Do this: Reproduce verbatim the part of the LAS benchmarking post starting at "# xs = Xs_train[ceil(Int, (median∘eachindex)(Xs_train))]" and ending at "θ = Flux.params(m)".

Text to read:
• • •
Open AzamatB opened 4 years ago
Comparing the full forward pass under the setup
using Statistics
using BenchmarkTools
# xs = first(Xs_train)
xs = last(Xs_train)
# xs = Xs_train[ceil(Int, (median∘eachindex)(Xs_train))]
Xs = vecofmats2tensor(xs)
encoder_dims = (
blstm = (in = 39, out = 8),
pblstms_out = (8, 8, 8)
)
attention_dim = 8
decoder_out_dim = 8
out_dim = 61
m = LAS(encoder_dims, attention_dim, decoder_out_dim, out_dim)
θ = Flux.params(m)
f(m, x) = m(x)
function gf(θ, m, x)
gradient(θ) do
sum(m(x))
# (sum ∘ sum ∘ m)(x)
end
end
reset!(m)
@benchmark f($m, $xs)
reset!(m)
@benchmark f($m, $Xs)
reset!(m)
@benchmark gf($θ, $m, $xs)
reset!(m)
@benchmark gf($θ, $m, $Xs)
with the version of decode
@inline function decode(m::LAS{M}, Hs::DenseArray{<:Real,3}, maxT::Integer) where M <: DenseMatrix
batch_size = size(Hs, 3)
# initialize state for every sequence in a batch
context = repeat(m.state₀.context, 1, batch_size)
• • •
Recorded data:
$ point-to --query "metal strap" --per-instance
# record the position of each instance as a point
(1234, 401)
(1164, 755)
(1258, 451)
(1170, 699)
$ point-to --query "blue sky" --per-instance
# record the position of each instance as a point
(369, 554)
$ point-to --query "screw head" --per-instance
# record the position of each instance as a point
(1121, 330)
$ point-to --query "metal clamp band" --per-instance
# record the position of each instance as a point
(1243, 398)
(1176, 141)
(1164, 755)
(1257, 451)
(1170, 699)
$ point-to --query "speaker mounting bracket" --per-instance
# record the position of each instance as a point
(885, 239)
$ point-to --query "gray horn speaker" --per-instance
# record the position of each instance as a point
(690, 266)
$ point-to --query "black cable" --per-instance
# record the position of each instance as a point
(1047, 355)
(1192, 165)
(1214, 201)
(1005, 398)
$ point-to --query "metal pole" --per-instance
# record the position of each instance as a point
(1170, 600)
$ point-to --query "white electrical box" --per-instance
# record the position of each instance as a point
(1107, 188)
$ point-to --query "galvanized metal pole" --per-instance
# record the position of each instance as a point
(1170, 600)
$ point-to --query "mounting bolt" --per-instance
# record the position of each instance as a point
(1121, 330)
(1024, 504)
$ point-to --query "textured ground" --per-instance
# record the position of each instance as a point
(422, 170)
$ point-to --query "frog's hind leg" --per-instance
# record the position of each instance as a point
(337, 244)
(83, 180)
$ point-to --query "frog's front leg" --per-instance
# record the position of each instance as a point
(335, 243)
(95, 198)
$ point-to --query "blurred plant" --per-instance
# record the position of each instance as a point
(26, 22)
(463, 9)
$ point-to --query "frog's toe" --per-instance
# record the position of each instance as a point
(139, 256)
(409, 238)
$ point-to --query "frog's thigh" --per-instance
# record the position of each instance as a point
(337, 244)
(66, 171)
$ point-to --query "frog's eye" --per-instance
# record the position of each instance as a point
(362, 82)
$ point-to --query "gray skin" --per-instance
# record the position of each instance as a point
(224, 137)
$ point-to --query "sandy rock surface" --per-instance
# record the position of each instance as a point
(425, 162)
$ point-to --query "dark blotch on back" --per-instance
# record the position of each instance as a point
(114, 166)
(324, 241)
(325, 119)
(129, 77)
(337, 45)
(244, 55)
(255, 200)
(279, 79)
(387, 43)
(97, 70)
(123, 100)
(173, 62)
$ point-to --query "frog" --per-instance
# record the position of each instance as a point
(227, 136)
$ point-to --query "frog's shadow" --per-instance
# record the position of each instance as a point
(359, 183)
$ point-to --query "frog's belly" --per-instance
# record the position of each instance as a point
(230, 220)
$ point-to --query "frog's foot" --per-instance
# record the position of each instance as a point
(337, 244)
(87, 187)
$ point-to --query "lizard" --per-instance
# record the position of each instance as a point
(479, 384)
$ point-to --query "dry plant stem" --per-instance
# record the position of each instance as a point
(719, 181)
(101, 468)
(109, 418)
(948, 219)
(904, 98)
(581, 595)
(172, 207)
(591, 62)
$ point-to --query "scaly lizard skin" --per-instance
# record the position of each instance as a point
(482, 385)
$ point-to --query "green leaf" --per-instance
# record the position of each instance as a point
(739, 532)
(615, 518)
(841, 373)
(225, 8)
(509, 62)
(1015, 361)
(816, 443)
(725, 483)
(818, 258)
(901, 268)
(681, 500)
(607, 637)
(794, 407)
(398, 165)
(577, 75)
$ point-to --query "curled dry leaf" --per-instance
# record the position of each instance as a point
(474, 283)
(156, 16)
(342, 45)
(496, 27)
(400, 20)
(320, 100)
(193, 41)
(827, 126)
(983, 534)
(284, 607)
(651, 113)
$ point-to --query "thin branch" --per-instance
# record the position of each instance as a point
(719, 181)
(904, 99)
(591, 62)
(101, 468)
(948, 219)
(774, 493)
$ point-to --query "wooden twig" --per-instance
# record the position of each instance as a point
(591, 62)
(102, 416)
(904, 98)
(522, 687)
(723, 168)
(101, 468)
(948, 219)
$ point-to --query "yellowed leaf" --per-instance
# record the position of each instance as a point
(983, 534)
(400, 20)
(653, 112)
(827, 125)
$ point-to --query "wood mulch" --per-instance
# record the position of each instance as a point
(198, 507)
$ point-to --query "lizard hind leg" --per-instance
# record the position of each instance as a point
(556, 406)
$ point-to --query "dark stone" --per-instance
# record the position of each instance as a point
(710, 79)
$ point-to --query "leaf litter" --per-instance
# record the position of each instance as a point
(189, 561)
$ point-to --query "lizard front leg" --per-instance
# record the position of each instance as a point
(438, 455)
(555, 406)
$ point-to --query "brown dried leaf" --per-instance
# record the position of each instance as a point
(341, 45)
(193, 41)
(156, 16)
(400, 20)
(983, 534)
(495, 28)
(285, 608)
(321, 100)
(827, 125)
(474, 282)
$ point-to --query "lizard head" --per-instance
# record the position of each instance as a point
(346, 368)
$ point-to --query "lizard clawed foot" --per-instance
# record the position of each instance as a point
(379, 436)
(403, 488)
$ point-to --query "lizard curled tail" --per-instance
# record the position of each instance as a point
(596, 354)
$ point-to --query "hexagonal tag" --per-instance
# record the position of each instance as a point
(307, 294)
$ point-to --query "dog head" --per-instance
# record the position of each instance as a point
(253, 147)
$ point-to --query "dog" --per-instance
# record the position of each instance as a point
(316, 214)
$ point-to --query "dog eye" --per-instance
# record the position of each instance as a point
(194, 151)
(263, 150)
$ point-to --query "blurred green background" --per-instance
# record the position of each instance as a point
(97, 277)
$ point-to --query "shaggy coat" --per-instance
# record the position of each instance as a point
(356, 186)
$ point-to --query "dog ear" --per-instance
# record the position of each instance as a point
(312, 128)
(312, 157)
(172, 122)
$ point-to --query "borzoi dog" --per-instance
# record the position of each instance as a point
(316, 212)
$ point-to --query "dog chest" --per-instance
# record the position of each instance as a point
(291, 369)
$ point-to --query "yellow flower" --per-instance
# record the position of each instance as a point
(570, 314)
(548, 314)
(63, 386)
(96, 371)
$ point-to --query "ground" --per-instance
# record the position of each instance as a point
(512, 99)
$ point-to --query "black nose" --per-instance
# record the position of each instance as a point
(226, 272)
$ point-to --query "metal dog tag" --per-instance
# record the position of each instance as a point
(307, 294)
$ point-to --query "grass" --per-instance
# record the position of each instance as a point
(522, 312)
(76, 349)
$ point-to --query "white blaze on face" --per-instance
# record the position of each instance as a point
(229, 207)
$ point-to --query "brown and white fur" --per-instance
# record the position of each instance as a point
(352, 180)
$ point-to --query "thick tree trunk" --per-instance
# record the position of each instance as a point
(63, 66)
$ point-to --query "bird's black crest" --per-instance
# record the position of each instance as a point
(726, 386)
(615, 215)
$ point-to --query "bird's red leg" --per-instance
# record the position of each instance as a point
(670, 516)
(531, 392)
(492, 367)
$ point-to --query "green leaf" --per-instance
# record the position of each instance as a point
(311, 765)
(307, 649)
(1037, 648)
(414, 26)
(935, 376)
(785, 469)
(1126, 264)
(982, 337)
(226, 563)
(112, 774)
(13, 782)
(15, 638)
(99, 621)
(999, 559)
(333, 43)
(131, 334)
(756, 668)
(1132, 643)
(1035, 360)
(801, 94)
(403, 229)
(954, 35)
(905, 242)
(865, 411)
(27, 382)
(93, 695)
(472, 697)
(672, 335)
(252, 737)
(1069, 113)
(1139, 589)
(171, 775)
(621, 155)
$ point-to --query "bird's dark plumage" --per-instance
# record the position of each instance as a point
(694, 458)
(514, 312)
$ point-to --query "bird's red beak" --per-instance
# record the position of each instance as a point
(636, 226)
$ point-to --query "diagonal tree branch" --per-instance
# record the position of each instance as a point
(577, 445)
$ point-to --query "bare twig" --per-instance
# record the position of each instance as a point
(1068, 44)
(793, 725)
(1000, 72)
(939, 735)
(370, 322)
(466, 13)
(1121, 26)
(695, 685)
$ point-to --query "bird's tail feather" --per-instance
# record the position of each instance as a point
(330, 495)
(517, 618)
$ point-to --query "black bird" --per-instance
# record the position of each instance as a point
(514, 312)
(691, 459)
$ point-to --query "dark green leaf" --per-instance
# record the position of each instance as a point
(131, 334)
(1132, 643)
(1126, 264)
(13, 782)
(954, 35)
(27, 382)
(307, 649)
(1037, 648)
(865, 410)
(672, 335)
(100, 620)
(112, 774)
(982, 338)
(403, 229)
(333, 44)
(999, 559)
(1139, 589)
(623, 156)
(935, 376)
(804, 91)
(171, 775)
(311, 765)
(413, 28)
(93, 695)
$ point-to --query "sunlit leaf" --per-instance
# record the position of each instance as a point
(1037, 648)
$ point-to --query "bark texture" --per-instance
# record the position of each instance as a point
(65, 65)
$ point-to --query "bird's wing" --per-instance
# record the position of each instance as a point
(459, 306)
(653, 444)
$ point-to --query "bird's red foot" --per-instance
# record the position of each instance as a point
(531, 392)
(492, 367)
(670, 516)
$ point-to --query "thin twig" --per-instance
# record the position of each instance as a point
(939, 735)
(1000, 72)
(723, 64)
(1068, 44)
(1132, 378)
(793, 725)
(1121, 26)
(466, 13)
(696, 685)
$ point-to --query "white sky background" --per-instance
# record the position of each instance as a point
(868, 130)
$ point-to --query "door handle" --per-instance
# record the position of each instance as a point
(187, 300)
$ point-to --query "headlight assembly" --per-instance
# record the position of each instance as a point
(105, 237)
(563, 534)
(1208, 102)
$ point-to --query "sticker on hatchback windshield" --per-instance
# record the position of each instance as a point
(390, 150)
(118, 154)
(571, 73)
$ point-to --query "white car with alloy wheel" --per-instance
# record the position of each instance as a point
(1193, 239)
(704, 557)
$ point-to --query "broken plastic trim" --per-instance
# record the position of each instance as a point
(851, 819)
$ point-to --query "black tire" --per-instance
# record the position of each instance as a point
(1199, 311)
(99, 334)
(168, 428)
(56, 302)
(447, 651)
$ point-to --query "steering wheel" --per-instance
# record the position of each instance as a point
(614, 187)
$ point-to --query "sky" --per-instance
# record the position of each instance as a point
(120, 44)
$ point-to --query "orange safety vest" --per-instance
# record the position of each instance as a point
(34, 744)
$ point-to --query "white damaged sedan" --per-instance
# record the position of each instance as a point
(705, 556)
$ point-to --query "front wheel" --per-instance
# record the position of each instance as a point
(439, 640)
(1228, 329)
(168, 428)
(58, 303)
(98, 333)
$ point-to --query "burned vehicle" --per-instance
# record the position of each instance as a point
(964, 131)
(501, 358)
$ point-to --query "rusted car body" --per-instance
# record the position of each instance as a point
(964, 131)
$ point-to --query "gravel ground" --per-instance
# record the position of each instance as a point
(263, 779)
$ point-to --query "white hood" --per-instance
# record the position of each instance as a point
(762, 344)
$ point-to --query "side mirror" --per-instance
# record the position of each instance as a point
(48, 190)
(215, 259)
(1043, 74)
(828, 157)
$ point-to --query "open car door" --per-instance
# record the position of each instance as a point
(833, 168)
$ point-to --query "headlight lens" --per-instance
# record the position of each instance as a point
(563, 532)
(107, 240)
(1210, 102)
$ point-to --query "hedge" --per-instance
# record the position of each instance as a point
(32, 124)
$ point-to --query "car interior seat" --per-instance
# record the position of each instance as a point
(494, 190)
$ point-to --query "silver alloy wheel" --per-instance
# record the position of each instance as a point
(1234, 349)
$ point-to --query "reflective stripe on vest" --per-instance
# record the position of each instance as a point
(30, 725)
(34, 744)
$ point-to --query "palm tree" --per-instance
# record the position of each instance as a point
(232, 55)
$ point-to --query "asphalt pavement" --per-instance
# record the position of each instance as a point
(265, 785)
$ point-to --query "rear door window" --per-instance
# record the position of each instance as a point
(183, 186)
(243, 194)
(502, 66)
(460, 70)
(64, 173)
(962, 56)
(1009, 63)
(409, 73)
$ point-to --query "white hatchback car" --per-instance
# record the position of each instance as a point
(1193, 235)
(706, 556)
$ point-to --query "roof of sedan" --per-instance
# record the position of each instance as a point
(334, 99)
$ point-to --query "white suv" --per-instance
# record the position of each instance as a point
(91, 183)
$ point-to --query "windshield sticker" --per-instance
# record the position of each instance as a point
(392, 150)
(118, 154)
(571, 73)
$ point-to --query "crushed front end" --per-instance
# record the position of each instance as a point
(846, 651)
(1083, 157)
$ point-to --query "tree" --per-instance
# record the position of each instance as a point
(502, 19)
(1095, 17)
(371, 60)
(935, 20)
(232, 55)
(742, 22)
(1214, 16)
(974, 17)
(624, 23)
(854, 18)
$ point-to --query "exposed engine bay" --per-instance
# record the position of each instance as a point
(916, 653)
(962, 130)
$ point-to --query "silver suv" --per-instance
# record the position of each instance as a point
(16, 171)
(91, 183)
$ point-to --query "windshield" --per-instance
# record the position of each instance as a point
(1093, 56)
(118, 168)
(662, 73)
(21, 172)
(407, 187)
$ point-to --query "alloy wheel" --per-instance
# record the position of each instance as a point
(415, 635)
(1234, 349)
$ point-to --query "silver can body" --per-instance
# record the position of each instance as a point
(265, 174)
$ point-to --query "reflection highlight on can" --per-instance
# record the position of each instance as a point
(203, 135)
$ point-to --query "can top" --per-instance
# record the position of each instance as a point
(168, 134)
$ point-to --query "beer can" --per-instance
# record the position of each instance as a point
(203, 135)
• • •
Solved problem:
# xs = Xs_train[ceil(Int, (median∘eachindex)(Xs_train))]
Xs = vecofmats2tensor(xs)
encoder_dims = (
blstm = (in = 39, out = 8),
pblstms_out = (8, 8, 8)
)
attention_dim = 8
decoder_out_dim = 8
out_dim = 61
m = LAS(encoder_dims, attention_dim, decoder_out_dim, out_dim)
θ = Flux.params(m)